* TÂCHE
Dans l'extrait sur la sécurité au Mali, avec quels spécialistes les auteurs du rapport invitent-ils les décideurs à travailler ?

* EXTRAIT DU TEXTE
:::::

La maison de la presse ;
Trois anciens Premiers ministres maliens : Mme Cissé Mariam Kaïdama Sidibé, M. Ousmane Issoufi Maïga, et S M. Ahmed Mohamed ag Hamani.
Date de publication : 31 janvier 2019
Liens vers le document original : ici
WATHI a choisi ce document parce qu’il se base sur les perceptions des acteurs de la société civile malienne pour comprendre les problèmes sécuritaires qui se posent actuellement dans ce pays. Cette démarche permet de se confronter aux besoins et aux analyses des populations concernées directement par le conflit. Par ailleurs, ce rapport propose des recommandations claires et novatrices pour freiner l’expansion de l’insécurité et de la violence au Mali. Les auteurs déplorent ainsi les mesures purement sécuritaires qui ont été mises en place jusqu’à présent pour pacifier les régions les plus affectées. Ils invitent les décideurs publics à des investissements plus importants sur le plan économique et social afin de répondre aux besoins quotidiens des populations. Enfin, l’utilisation de sources à la fois quantitatives et qualitatives donne à ce travail une orientation pratique. Deux types d’analyses structurent ainsi ce rapport : des analyses d’acteurs locaux qui offrent un aperçu du ressenti des populations et des données statistiques qui permettent des comparaisons à plus grande échelle.
Ce document montre tout d’abord que toute politique publique requiert nécessairement une connaissance détaillée des populations visées par les mesures et des territoires concernés. Le risque encouru sinon est d’entraîner des tensions entre les communautés par méconnaissance des équilibres qui régissent ces sociétés. Aussi, pour parer à cette éventualité, les auteurs du rapport invitent-ils les décideurs à travailler en collaboration avec des anthropologues afin de formuler des réponses adaptées aux préoccupations sécuritaires locales. L’autre aspect transposable aux pays d’Afrique de l’Ouest dans leur ensemble concerne la question de la sécurité. Comme il est expliqué dans ce document, la notion de sécurité exprimée en bambara, correspond à la protection contre les risques de toutes sortes; c’est « tout ce qui peut nuire à ta personne comme à tes biens ». Cette approche permet de penser la sécurité dans un sens qui dépasse le domaine strictement militaire et policier, et correspond en fait à la notion de sécurité humaine. Dans cette optique, une politique « sécuritaire » n’est pas contradictoire avec la prise de mesures économiques et sociales permettant aux citoyens d’améliorer leurs conditions de vie et leur bien-être. Il ressort de ce rapport que l’emploi de méthodes « dures » pour lutter contre l’insécurité (opérations militaires, couvre-feu, etc.) peut avoir des conséquences profondément contre-productives, avec une détérioration du climat des affaires et de la cohésion sociale. Enfin, l’attention portée dans ce livre blanc aux expériences des femmes dans le conflit s’avère particulièrement pertinente. Pendant longtemps, les violences à l’encontre des femmes et des jeunes filles ont été mises de côté de l’analyse des conflits. Or, ces dernières participent pleinement au développement économique et social des pays de la région, et elles ont un rôle central dans la mise en place d’une cohésion sociale entre les différentes communautés. L’attention portée dans ce document sur l’implication des femmes dans les discussions sur les questions sécuritaires mérite d’être répliquée dans d’autres domaines afin que les politiques publiques menées en Afrique de l’ouest deviennent plus inclusives.

:::::

* Enregistrements contenus dans un jeu de données
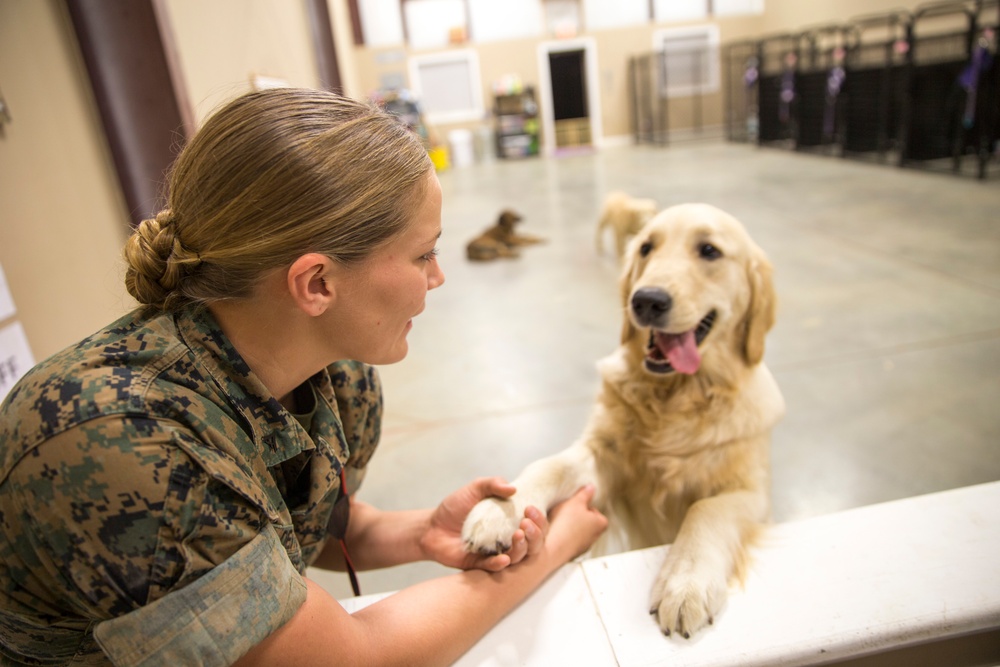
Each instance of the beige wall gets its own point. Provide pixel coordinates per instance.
(62, 218)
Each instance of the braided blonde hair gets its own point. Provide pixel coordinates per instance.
(273, 175)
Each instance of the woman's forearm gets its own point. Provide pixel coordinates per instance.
(377, 539)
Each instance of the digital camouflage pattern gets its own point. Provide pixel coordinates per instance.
(157, 501)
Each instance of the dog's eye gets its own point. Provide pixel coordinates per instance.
(709, 251)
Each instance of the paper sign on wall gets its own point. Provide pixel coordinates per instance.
(15, 357)
(7, 308)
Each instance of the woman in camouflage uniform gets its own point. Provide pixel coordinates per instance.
(165, 483)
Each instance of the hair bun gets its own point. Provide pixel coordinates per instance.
(157, 261)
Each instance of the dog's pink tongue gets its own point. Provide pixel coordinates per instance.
(681, 350)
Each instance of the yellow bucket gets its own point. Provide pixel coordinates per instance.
(439, 156)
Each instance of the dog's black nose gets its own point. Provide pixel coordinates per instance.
(650, 304)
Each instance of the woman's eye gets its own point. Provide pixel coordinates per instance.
(709, 251)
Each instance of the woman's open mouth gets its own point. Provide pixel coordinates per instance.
(669, 352)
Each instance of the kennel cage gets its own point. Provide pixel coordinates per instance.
(941, 40)
(667, 92)
(874, 89)
(778, 55)
(819, 80)
(741, 62)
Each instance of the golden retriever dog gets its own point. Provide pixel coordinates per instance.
(625, 216)
(677, 442)
(500, 240)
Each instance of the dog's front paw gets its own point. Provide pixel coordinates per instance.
(687, 595)
(490, 526)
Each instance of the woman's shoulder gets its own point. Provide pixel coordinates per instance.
(137, 365)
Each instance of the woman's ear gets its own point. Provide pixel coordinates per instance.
(309, 283)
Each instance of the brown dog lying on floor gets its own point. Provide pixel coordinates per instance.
(678, 438)
(625, 216)
(500, 240)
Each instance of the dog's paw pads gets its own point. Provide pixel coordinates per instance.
(490, 527)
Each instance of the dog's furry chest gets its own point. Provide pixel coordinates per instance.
(660, 447)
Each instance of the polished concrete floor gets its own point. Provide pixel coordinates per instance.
(887, 346)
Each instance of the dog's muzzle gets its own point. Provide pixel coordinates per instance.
(651, 305)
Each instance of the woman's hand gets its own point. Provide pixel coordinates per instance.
(443, 543)
(575, 525)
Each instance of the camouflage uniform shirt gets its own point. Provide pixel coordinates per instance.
(158, 506)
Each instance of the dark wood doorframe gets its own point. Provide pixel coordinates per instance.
(324, 45)
(129, 53)
(124, 54)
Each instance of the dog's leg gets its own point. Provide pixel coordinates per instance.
(711, 546)
(547, 482)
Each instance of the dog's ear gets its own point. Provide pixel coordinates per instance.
(761, 311)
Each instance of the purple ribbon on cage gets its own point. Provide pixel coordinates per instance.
(834, 82)
(981, 61)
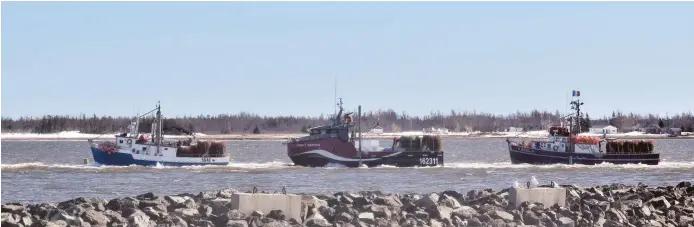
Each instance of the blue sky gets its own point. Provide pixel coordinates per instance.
(109, 58)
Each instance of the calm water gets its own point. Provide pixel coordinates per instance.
(52, 171)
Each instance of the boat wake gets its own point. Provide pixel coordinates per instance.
(276, 165)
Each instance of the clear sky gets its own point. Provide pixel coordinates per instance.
(110, 58)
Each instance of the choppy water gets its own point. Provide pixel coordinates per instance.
(51, 171)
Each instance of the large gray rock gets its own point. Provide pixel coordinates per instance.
(95, 218)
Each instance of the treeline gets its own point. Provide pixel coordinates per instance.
(390, 120)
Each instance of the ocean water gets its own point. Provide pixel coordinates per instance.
(53, 171)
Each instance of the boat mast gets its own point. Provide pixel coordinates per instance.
(359, 128)
(575, 105)
(158, 135)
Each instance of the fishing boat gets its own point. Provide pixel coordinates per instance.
(341, 143)
(135, 148)
(564, 146)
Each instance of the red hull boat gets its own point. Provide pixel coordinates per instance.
(339, 144)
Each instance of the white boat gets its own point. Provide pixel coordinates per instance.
(134, 148)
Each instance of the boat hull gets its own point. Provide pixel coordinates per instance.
(127, 159)
(324, 152)
(321, 158)
(523, 155)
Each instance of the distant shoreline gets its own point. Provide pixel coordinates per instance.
(285, 136)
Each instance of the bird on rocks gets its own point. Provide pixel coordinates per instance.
(533, 181)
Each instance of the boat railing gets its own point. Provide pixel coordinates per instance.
(314, 137)
(201, 155)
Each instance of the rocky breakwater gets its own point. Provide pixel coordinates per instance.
(610, 205)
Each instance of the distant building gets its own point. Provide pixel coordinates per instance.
(635, 128)
(376, 130)
(651, 129)
(435, 130)
(673, 131)
(603, 129)
(515, 129)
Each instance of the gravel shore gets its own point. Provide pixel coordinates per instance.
(609, 205)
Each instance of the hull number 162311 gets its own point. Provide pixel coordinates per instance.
(428, 161)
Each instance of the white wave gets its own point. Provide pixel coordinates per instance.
(508, 165)
(96, 166)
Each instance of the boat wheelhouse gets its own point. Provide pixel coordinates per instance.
(135, 148)
(341, 143)
(565, 146)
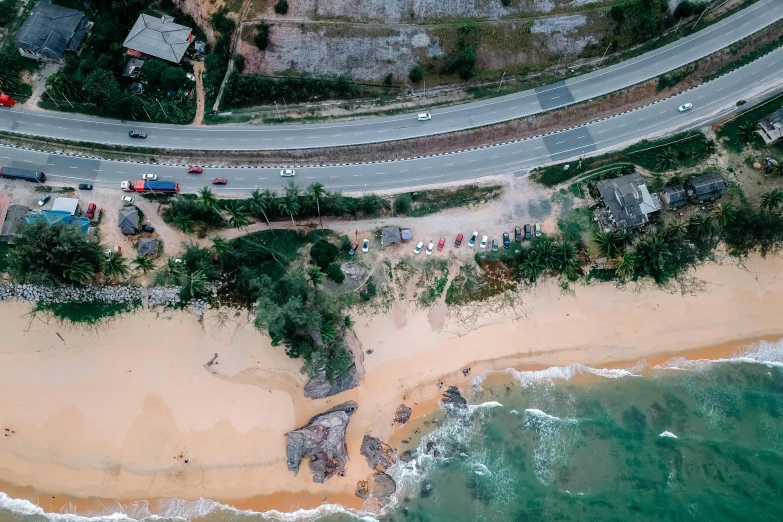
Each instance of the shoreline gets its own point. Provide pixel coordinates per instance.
(102, 415)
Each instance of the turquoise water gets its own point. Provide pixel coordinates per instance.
(687, 441)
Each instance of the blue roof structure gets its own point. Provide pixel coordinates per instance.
(56, 217)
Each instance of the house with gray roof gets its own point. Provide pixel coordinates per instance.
(50, 30)
(627, 201)
(159, 37)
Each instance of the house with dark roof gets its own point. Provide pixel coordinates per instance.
(50, 30)
(771, 127)
(159, 37)
(707, 187)
(627, 201)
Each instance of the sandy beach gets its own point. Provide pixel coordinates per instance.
(130, 410)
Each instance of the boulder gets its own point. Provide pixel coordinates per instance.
(378, 453)
(322, 440)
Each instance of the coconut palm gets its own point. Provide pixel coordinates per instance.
(317, 191)
(115, 265)
(144, 264)
(772, 200)
(667, 159)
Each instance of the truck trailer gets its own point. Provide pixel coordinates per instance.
(23, 174)
(141, 185)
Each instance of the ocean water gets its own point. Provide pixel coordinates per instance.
(686, 440)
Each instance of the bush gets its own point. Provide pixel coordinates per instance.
(335, 273)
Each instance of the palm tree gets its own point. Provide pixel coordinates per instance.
(317, 191)
(115, 265)
(667, 159)
(144, 264)
(772, 200)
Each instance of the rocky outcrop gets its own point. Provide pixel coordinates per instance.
(402, 415)
(378, 453)
(322, 440)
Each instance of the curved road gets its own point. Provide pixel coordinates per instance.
(710, 101)
(495, 110)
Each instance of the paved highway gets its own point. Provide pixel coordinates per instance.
(526, 103)
(710, 101)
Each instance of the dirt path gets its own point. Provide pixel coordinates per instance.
(198, 70)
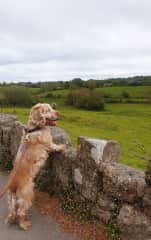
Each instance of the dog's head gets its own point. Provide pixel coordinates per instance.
(42, 114)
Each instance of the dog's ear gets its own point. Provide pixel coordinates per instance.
(36, 118)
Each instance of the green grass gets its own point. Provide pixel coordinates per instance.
(134, 92)
(129, 124)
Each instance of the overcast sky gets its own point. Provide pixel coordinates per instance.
(50, 40)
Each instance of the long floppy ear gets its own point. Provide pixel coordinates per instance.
(36, 118)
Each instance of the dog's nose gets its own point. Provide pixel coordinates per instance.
(58, 114)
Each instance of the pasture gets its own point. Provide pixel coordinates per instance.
(129, 124)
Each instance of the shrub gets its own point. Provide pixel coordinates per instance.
(86, 99)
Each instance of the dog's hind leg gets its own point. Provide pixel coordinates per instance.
(12, 207)
(24, 202)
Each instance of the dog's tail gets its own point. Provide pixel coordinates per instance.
(8, 184)
(18, 161)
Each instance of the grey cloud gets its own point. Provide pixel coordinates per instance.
(58, 40)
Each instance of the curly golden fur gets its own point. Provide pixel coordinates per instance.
(32, 154)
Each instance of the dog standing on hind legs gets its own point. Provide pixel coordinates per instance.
(32, 154)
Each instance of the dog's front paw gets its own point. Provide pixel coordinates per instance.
(62, 147)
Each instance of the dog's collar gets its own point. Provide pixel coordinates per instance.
(32, 130)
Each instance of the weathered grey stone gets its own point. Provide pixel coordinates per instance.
(60, 136)
(11, 132)
(133, 224)
(86, 176)
(123, 183)
(62, 166)
(148, 173)
(58, 169)
(147, 201)
(103, 208)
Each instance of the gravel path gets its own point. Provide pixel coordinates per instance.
(44, 228)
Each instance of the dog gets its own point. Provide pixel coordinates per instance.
(35, 146)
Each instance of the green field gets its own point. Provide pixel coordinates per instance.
(129, 124)
(134, 92)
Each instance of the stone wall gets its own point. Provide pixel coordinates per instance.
(116, 194)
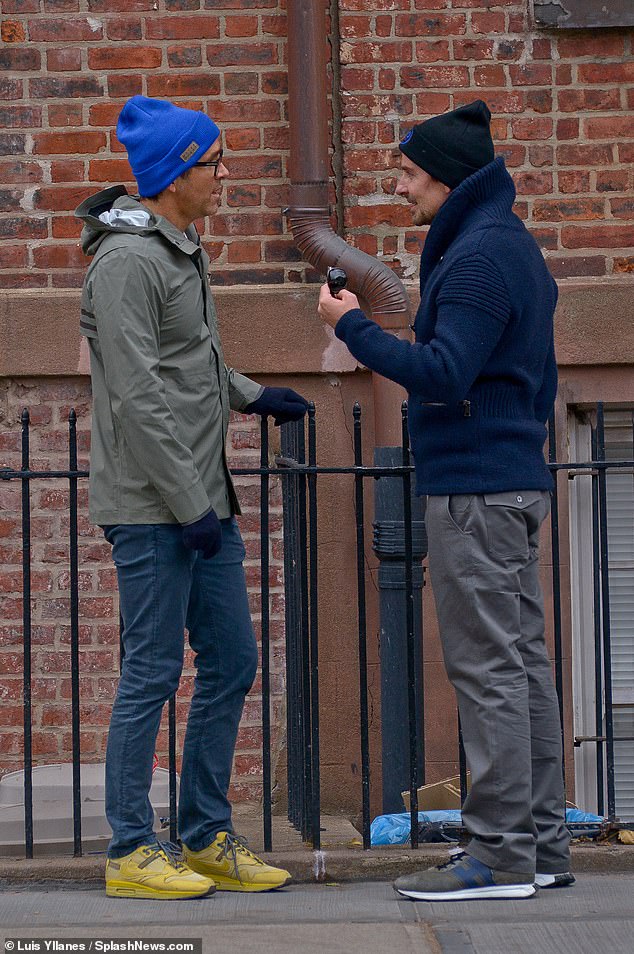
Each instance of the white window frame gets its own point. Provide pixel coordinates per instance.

:::::

* RÉPONSE
Avec des anthropologues, afin de formuler des réponses adaptées aux préoccupations sécuritaires locales.